:: Passage extrait ::

On le dit essoré. Troisième tentative en 1995. Enarque ancré en rude terre corrézienne - comme le socialiste François Hollande venu l'y défier dès 1981 - il est distancé des mois durant par son "ami de trente ans", le très posé Edouard Balladur, à Matignon depuis 1993.
D'aucuns, comme son "fils politique" Sarkozy, rêvent de voir "le grand" jeter l'éponge. Insubmersible, porté par son thème de la "fracture sociale", Chirac force le destin.
Il l'emporte de haute lutte, éliminant son rival RPR au premier tour, battant le socialiste Lionel Jospin au second. Une des grandes illustrations de la volonté en politique.
Il n'aura cependant pas la force de pardonner aux balladuriens. La blessure restera béante à droite, à ses plus grands dépens.
Deux ans plus tard, Chirac se fracasse sur une piteuse dissolution de l'Assemblée à laquelle il a été poussé par son vibrionnant secrétaire général de l'Elysée Dominique de Villepin, pour sauver le Premier ministre de son coeur Alain Juppé, réduit à l'impuissance.

:::
:: Données fournies ::

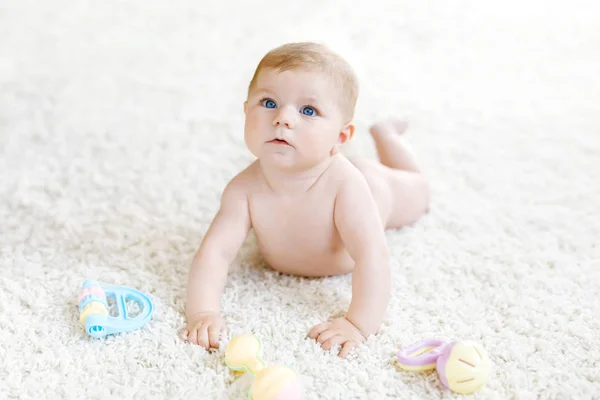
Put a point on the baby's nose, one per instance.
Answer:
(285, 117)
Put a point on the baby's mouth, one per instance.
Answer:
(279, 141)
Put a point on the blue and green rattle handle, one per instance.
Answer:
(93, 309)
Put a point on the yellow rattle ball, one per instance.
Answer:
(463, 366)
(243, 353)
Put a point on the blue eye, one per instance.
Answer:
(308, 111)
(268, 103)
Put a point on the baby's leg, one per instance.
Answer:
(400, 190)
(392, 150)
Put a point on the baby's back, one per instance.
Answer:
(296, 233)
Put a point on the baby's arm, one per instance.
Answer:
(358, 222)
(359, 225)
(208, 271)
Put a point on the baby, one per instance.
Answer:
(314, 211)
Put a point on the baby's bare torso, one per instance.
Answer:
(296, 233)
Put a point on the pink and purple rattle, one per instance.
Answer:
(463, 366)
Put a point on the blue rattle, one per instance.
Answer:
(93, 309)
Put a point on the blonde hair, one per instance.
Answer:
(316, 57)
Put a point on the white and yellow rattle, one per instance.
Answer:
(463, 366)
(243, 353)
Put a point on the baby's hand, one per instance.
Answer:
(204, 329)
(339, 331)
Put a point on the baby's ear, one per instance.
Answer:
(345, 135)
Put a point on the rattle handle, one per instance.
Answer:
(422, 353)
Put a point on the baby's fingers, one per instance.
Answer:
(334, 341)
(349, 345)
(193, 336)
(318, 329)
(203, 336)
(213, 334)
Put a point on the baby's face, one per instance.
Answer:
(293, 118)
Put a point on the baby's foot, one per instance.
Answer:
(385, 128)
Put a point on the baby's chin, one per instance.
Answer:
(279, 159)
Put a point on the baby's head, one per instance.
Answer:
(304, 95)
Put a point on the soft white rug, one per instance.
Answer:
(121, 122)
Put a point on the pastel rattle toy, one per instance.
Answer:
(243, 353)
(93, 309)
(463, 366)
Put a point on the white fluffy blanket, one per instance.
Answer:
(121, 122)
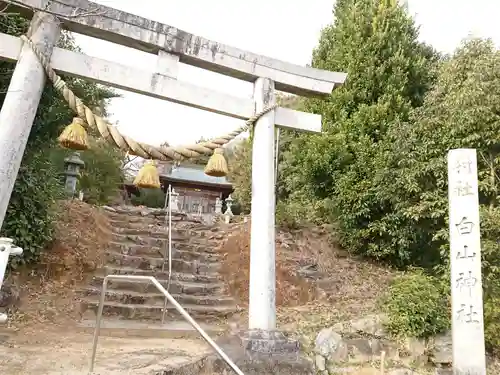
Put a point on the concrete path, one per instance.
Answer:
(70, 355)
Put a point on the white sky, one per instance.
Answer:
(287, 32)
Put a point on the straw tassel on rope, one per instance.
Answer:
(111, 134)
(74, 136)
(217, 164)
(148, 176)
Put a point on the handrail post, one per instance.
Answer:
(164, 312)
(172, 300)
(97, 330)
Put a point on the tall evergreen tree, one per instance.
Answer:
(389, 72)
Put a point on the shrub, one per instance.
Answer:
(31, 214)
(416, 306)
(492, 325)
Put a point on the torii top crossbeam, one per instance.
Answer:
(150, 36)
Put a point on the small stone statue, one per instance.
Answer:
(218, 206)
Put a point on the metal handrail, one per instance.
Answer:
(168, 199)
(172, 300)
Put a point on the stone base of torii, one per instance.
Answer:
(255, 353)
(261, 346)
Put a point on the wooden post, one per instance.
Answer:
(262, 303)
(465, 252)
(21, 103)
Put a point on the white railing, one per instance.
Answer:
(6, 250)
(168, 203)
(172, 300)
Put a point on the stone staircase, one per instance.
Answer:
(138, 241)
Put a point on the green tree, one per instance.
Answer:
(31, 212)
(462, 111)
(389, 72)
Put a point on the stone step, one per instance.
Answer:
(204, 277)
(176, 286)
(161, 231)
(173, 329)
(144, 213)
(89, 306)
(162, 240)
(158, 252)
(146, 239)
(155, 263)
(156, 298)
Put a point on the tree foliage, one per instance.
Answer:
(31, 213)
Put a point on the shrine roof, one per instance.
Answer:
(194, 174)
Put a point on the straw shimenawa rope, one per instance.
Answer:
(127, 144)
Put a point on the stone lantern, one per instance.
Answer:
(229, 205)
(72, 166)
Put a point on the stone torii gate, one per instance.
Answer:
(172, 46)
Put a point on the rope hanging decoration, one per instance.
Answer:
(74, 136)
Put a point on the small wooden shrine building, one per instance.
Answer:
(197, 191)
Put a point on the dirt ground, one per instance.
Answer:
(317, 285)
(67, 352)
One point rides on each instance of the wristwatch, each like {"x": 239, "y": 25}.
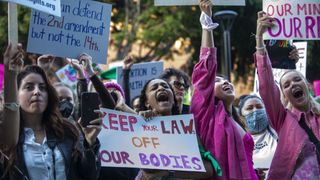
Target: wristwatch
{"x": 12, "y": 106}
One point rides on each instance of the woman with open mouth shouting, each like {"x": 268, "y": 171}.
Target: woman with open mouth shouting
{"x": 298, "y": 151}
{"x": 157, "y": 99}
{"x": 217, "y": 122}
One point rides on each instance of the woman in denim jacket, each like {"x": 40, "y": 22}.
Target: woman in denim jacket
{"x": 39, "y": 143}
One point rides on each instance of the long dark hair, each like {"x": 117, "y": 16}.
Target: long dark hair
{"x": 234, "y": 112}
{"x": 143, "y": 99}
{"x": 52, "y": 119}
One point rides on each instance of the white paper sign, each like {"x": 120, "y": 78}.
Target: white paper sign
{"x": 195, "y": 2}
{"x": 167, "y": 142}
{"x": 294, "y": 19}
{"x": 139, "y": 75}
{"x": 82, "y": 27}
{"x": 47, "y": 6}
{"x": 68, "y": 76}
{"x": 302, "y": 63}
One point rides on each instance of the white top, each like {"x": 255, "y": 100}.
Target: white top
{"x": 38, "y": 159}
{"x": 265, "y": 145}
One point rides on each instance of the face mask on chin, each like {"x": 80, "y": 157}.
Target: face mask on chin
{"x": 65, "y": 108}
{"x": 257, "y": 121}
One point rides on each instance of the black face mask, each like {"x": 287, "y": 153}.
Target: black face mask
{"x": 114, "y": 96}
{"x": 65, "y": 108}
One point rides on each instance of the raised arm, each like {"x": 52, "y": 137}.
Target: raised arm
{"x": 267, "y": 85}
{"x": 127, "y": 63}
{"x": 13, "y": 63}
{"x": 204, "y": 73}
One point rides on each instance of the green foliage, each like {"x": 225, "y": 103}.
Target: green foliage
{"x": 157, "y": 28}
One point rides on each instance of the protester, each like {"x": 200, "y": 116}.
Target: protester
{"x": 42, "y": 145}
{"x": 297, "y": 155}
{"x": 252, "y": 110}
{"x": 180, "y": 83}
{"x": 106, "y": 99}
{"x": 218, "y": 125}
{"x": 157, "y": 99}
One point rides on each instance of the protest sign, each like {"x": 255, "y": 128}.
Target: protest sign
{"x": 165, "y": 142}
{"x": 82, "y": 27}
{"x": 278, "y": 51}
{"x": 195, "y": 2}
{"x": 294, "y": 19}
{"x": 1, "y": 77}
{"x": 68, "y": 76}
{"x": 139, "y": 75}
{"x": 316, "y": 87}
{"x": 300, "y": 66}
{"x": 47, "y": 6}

:::

→ Consigne
Recopiez intégralement, sans la moindre modification, le passage consacré à Chirac.

→ Corrigé
On le dit essoré. Troisième tentative en 1995. Enarque ancré en rude terre corrézienne - comme le socialiste François Hollande venu l'y défier dès 1981 - il est distancé des mois durant par son "ami de trente ans", le très posé Edouard Balladur, à Matignon depuis 1993.
D'aucuns, comme son "fils politique" Sarkozy, rêvent de voir "le grand" jeter l'éponge. Insubmersible, porté par son thème de la "fracture sociale", Chirac force le destin.
Il l'emporte de haute lutte, éliminant son rival RPR au premier tour, battant le socialiste Lionel Jospin au second. Une des grandes illustrations de la volonté en politique.
Il n'aura cependant pas la force de pardonner aux balladuriens. La blessure restera béante à droite, à ses plus grands dépens.
Deux ans plus tard, Chirac se fracasse sur une piteuse dissolution de l'Assemblée à laquelle il a été poussé par son vibrionnant secrétaire général de l'Elysée Dominique de Villepin, pour sauver le Premier ministre de son coeur Alain Juppé, réduit à l'impuissance.